Free-text object descriptions

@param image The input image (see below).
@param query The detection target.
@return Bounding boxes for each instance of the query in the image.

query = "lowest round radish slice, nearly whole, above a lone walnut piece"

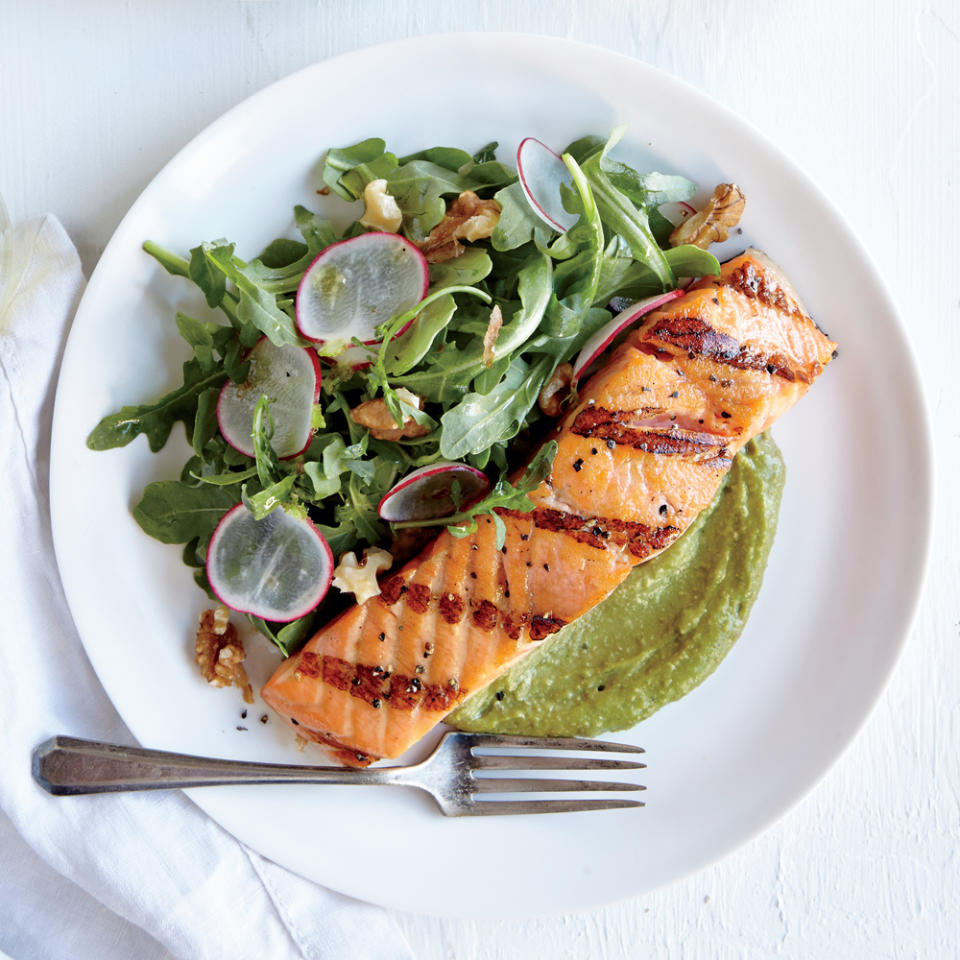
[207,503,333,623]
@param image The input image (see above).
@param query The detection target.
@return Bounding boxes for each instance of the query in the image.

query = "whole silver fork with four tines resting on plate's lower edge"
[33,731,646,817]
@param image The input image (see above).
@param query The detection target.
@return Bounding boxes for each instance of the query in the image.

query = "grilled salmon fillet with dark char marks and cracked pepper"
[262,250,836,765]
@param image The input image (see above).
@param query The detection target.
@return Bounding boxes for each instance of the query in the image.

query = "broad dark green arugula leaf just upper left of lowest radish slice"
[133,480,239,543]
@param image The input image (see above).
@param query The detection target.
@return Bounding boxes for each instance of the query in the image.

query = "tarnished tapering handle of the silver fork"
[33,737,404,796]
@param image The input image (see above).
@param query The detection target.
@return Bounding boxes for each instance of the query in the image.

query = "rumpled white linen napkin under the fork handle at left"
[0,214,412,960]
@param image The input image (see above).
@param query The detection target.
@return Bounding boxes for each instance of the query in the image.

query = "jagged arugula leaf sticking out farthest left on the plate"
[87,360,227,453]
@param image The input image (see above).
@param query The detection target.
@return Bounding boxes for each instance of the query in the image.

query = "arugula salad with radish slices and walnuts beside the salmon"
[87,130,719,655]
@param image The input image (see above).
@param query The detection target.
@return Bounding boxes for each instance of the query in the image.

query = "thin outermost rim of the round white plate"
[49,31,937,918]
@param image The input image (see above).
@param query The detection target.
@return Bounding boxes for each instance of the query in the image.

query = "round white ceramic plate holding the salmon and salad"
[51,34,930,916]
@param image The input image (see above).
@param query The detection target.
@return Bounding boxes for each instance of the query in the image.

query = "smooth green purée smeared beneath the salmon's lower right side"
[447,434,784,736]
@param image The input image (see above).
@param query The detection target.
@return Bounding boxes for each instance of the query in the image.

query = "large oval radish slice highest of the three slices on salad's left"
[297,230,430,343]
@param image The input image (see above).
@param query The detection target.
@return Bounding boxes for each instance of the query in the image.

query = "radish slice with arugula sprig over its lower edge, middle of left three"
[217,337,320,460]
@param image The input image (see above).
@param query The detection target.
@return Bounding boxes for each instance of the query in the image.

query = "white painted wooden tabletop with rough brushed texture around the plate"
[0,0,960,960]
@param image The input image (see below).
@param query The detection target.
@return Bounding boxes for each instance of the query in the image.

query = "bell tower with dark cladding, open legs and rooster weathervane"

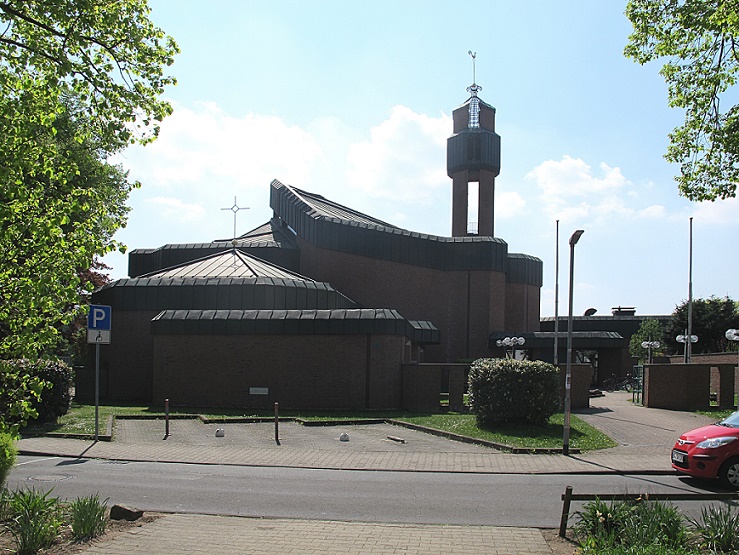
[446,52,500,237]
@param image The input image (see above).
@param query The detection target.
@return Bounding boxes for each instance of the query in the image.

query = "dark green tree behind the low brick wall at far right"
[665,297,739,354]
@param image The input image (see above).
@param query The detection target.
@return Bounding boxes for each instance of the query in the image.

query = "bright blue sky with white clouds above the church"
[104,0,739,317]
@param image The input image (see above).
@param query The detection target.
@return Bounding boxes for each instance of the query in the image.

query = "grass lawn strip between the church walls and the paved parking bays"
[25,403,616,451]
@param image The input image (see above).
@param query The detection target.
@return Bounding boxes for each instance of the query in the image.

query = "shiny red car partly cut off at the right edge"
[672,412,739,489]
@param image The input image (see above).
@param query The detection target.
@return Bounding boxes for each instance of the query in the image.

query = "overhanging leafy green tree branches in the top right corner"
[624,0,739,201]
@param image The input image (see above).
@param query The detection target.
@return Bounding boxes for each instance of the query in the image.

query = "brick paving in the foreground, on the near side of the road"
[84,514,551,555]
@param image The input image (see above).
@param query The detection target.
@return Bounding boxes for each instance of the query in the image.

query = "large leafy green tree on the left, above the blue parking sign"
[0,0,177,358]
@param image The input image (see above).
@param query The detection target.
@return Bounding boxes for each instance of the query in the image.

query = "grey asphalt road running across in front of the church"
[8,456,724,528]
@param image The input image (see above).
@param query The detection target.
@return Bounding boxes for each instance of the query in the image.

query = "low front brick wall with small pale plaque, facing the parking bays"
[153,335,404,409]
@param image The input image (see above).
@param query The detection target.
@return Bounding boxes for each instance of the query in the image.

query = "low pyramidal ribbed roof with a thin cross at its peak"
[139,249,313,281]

**Exercise prompt**
Give back the full data exactly as it reads, but drop the pictures.

**Your response**
@param image The input image (see below).
@param query The detection target.
@return Bounding boxes for each instance of the query in the image.

query = "lowest round radish slice, nearly whole, above a lone walnut piece"

[207,503,333,623]
@param image The input image (see above).
@param query The detection target.
@return Bounding boxes for each instance of the query in the image.

query = "whole silver fork with four tines resting on plate's lower edge"
[33,731,646,817]
@param image The input image (see above).
@param query The detection target.
@return Bounding boxes for each instance of the query in the image.

query = "grilled salmon fillet with dark char marks and cracked pepper"
[262,250,836,765]
@param image The input image (see above).
@param query The detection target.
@return Bounding boxes for each instance of the query in the image.

query = "broad dark green arugula leaf just upper left of lowest radish slice"
[133,480,239,543]
@param image The input image (see above).
@param query The detection target.
@return Bounding boxes for each instance of the query in the image.

query = "tarnished tapering handle of the silver fork"
[33,737,404,796]
@param image The input image (see above).
@param query The detection target.
@return Bounding boxes for each instance of the query in the image.

query = "rumpled white linen napkin under the fork handle at left"
[0,214,412,960]
@param image The input image (see above).
@param query The detection target.
@return Bounding boxes for each instance of the query in the image.

query = "jagged arugula leaf sticking out farthest left on the plate"
[87,360,227,453]
@param image The input image (see above).
@param query The detection target.
@return Bounding boxes for each instance of the query in the image.

query = "arugula salad with radish slices and walnuts beside the salmon"
[87,130,719,655]
@param image The input image (see above).
@param query The detection target.
@return Bounding boxes for each instance of the query in the image.

query = "thin outermost rim of the round white plate"
[49,31,937,918]
@param image The input image (see above).
@param query The detection target.
@return Bounding boxes for each instance of the query in the image.

query = "round white ceramic plate holding the salmon and salad"
[51,34,930,916]
@param image The input image (see above).
@param query The detection target.
@return Bounding boxes for each instance of the query in the image.

query = "smooth green purée smeared beneath the salmon's lower right side"
[447,434,784,736]
@param image The input image (see above).
@param query The detection target.
@return Bounding boxes for each instance of the query in the image.

query = "large oval radish slice highest of the three slices on salad's left"
[297,230,430,343]
@param image The input image (see above).
@param query The detection target.
@return Bounding boxes for each instance of the query in the image.

query = "radish slice with arugula sprig over its lower edge, middle of left three"
[217,337,320,460]
@param image The input image (see above).
@param query The detection target.
@return Bounding boxes for each instance of the query in the image.

query = "white painted wooden tabletop with rough brushed texture around the plate"
[0,0,960,960]
@param image The input image (see below).
@param query The detection target.
@return Bounding boxes for each instance of the query in the image.

query = "bell tower with dark cladding, open legs and rooster weathervane"

[446,52,500,237]
@param image The input image (see above).
@param query The detection target.
@return Bounding boxes for each instance of the query in the image.

query = "dark green tree behind the low brick wall at far right"
[665,297,739,354]
@param image The input image (see above).
@param query The detection target.
@return Bounding boxes for each instance of the query in the image.

query = "bright blue sky with white clouds above the church"
[104,0,739,317]
@param image The input image (see above).
@param query The detection target.
@return Bounding boxes for each instance of the query in the image.

query = "grass lawn strip between the church walls and the paved parking bays"
[25,403,616,451]
@param image The input image (see above).
@param query The detection target.
@return Bounding boxes for each instance of the query in the image.

query = "shiny red car partly cut off at the right edge"
[672,412,739,489]
@param image The input image (see above).
@param query The detection target.
@return Bounding boxes for each instance of the query in the image.

query = "overhanging leafy green tree branches in the top right corner"
[624,0,739,201]
@param image The input image (see above).
@param query The detection target.
@return Bounding boxes for each instance of the query in the image.

query = "brick paving in the foreground, on the near side of the road"
[84,514,551,555]
@param image The input image (see above).
@param query The detection target.
@return Bounding boxes for each instance of the query in the image.

query = "large leafy green tree on the left, above the blue parking sign"
[0,0,177,358]
@param image The input image (see above).
@param query The detection target.
@return Bounding boxes for each instance of the query in the image.

query = "grey asphalt road running across in front of the church"
[8,456,724,528]
@param image The input image (see above).
@param query The detection target.
@return Bounding boxes for each instance of the query in the image.

query = "low front brick wall with small pale plaque, facing the parking bays"
[153,335,404,409]
@param image The input image (see above).
@param query The detection target.
@return Bounding boxes for each instance of the query in the image.

query = "low pyramidal ribbed roof with a thin cross at its peak"
[139,249,313,281]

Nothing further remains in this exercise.